**RECORDS FOR THE EXERCISE:**

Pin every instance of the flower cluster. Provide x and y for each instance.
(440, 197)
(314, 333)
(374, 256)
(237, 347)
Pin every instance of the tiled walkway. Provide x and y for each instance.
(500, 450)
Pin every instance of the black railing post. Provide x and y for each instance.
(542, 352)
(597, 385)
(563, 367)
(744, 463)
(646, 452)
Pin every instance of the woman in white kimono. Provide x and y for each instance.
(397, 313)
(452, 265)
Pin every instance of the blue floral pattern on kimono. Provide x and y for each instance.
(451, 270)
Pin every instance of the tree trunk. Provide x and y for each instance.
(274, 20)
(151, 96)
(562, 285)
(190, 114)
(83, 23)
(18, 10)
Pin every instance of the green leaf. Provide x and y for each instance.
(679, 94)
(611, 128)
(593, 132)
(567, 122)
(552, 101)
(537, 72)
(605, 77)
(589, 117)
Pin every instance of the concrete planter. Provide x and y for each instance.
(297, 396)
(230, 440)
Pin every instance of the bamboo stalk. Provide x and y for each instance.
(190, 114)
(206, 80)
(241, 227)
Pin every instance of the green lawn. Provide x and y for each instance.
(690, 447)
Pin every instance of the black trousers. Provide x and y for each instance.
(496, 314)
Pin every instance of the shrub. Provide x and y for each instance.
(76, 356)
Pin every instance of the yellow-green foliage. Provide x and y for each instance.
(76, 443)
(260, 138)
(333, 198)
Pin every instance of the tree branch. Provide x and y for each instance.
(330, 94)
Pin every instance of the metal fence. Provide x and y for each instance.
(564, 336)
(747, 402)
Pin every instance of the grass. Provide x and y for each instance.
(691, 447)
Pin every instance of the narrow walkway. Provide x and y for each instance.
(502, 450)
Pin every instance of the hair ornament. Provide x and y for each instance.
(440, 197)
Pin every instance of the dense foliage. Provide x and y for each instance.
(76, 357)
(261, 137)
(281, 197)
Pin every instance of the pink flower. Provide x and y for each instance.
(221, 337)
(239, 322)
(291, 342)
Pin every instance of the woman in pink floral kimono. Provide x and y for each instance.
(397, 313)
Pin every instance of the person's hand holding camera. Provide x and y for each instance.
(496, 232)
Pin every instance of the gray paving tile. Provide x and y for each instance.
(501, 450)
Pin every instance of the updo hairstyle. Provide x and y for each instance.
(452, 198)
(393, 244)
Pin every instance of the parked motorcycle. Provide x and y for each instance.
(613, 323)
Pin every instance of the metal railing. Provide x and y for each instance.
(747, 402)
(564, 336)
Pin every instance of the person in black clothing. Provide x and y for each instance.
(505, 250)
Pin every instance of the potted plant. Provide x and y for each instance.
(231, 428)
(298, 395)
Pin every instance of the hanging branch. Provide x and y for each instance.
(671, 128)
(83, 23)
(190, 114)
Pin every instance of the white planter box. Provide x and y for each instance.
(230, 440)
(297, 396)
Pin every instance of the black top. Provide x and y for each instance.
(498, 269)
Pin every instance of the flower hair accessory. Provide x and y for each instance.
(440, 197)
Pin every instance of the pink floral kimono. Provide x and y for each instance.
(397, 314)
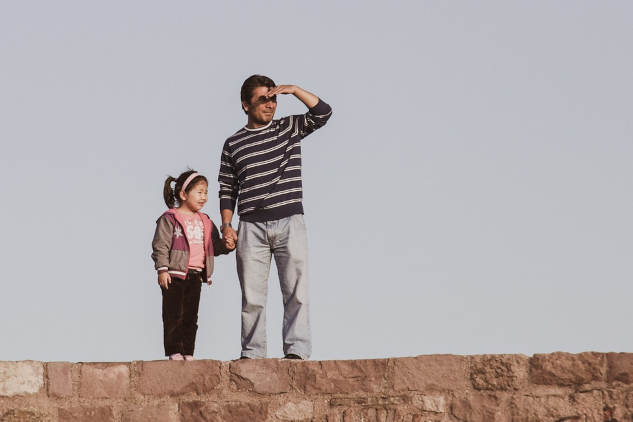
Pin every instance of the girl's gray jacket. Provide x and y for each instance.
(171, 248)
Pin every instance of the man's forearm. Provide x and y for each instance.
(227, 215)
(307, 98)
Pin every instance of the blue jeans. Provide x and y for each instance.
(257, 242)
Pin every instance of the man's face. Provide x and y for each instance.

**GIVEN PROBLEM:** Word for word, quote the lines above. Omit the pictures.

**WRITTEN RESPONSE:**
Pin every instance of the flower cluster. Provide x and y for each instance.
(440, 197)
(314, 333)
(374, 256)
(237, 347)
Pin every instance of the tiled walkway. Provide x and y for each instance.
(500, 450)
Pin every instance of the black railing post. Provide x and y for each instance.
(542, 352)
(597, 385)
(563, 367)
(744, 463)
(646, 452)
Pin every instance of the woman in white kimono. Provide x and y for each instance.
(397, 313)
(452, 265)
Pin every instance of the blue floral pattern on kimono. Provide x and y for each instance.
(451, 270)
Pin every instance of the tree trunk. Provide x and y for each instance.
(274, 20)
(151, 96)
(562, 285)
(190, 114)
(83, 23)
(18, 10)
Pin every instance of the green leaf. Provide x and y for each instance.
(679, 94)
(611, 128)
(593, 132)
(567, 122)
(552, 101)
(537, 72)
(605, 77)
(589, 117)
Pin every instance of the concrete planter. Provide x and y for each instance.
(297, 396)
(230, 440)
Pin every instance of the bamboo stalk. Provide x and y for each instance.
(190, 114)
(206, 80)
(241, 227)
Pin every instance of the green lawn. Provide x and y for each instance.
(690, 447)
Pin every instance of the black trousers. Provide x and y for each instance.
(496, 314)
Pin every instance of the shrub. Provide x and y for each instance.
(76, 356)
Pin every instance of the yellow-green foliage. Provide x and y for each instance.
(76, 443)
(260, 138)
(333, 198)
Pin every instance of the tree branch. Provide x and y for each instance.
(330, 94)
Pin every instance of the metal fence. Provide x and y for each instance.
(564, 336)
(747, 402)
Pin every instance of the grass. Provide x and y for each instance.
(691, 447)
Pin every instance of the narrow walkway. Provide x and y for each instance.
(502, 450)
Pin every instance of the hair ornament. Provide x and y for each instance.
(440, 197)
Pin every instance of the dense foliage. Provide x and y for each instance.
(76, 357)
(261, 137)
(281, 197)
Pin every instance of the pink flower. Provide x and y for each instance.
(221, 337)
(239, 322)
(291, 342)
Pin every instance of the woman in pink floral kimono. Provide x and y for each instance.
(397, 313)
Pin every instance of the person's hand holding camera. Provide x and y for each instance.
(496, 232)
Pin every instance of the gray paving tile. Provide x and y for each instance.
(501, 450)
Pin every instance of the updo hairstyle. Provide x and y for each instance.
(452, 198)
(393, 244)
Pin every instance of the parked motorcycle. Provide x and y for each instance.
(613, 323)
Pin every instance of the metal railing. Provide x and y for each instance.
(747, 402)
(564, 336)
Pin every instance of the person in black clothing. Provide x and y for each instance.
(505, 250)
Pin every instance of the potted plant. Provide x and y for each instance.
(231, 428)
(298, 395)
Pin every instance of the hanging branch. Provide x and y for each instance.
(671, 128)
(83, 23)
(190, 114)
Pin every instance of the white planter box. Provide x and y for each instance.
(230, 440)
(297, 396)
Pin every instance of the black top. Provide x and y for each instance.
(498, 269)
Pin every instance of the flower hair accessory. Provide x and y for each instance.
(440, 197)
Pin every instance of the pink floral kimono. Provide x and y for each instance.
(397, 314)
Pin every instance of the girl's gray jacket. Provide x and y for each instance.
(171, 248)
Pin every instance of the man's forearm. Provide x and y for each instance.
(227, 215)
(307, 98)
Pin every instance of the blue jeans. Provide x and y for each instance.
(257, 242)
Pin every instance of the man's face. Provide x and y for each instance.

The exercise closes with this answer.